> PASSAGE

━━━━

Yet not everyone was celebrating. “But Sarah saw the son of Hagar the Egyptian, whom she had borne to Abraham, laughing” (verse 9). This was not the laughter of joy, but of mockery. Ishmael was 16 or 17 years old at this time. Up until Isaac was born he was Abraham’s only son. He was not happy about this little kid getting all the attention that he used to get. Sarah told her husband, “Cast out this slave woman with her son, for the son of this slave woman shall not be heir with my son Isaac.”

Abraham was unhappy about his wife’s demand. It had been Sarah’s idea in the beginning for him to marry Hagar and have a son by her. Although Ishmael was not Sarah’s, he was Abraham’s, and Abraham loved him. Now Sarah was demanding that he kick the boy out. “The thing was very displeasing to Abraham on account of his son.”

Then God spoke. He told Abraham to go ahead and do what his wife wanted, because “through Isaac shall your offspring be named” (verse 12). For years Abraham and Sarah had been waiting for God to fulfill His promises to them. Those promises were for their descendants. On their own they had come up with the plan to have children by Hagar. Surely that would fix things so that God could keep His promises. But God completely rejected their help. None of His promises would be fulfilled through Ishmael. Isaac was the one God would use to bless Abraham. God does not need our help and He never needs a backup plan.

━━━━

> SUPPLIED MATERIAL
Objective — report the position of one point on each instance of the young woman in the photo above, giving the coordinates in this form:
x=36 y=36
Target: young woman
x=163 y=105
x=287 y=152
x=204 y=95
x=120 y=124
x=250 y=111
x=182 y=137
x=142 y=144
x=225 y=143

━━━━

> WHAT TO DO
(1) In the passage about Abraham's sons, how old was Ishmael at the time he was seen laughing?
(2) Reproduce the passage about Abraham's sons word for word, starting at "Then God spoke." and ending at "a backup plan.".
(3) List every person the passage about Abraham's sons mentions by personal name, not counting God.

> RESPONSE LIST
(1) He was 16 or 17 years old.

(2)
Then God spoke. He told Abraham to go ahead and do what his wife wanted, because “through Isaac shall your offspring be named” (verse 12). For years Abraham and Sarah had been waiting for God to fulfill His promises to them. Those promises were for their descendants. On their own they had come up with the plan to have children by Hagar. Surely that would fix things so that God could keep His promises. But God completely rejected their help. None of His promises would be fulfilled through Ishmael. Isaac was the one God would use to bless Abraham. God does not need our help and He never needs a backup plan.

(3) Sarah, Hagar, Abraham, Ishmael, Isaac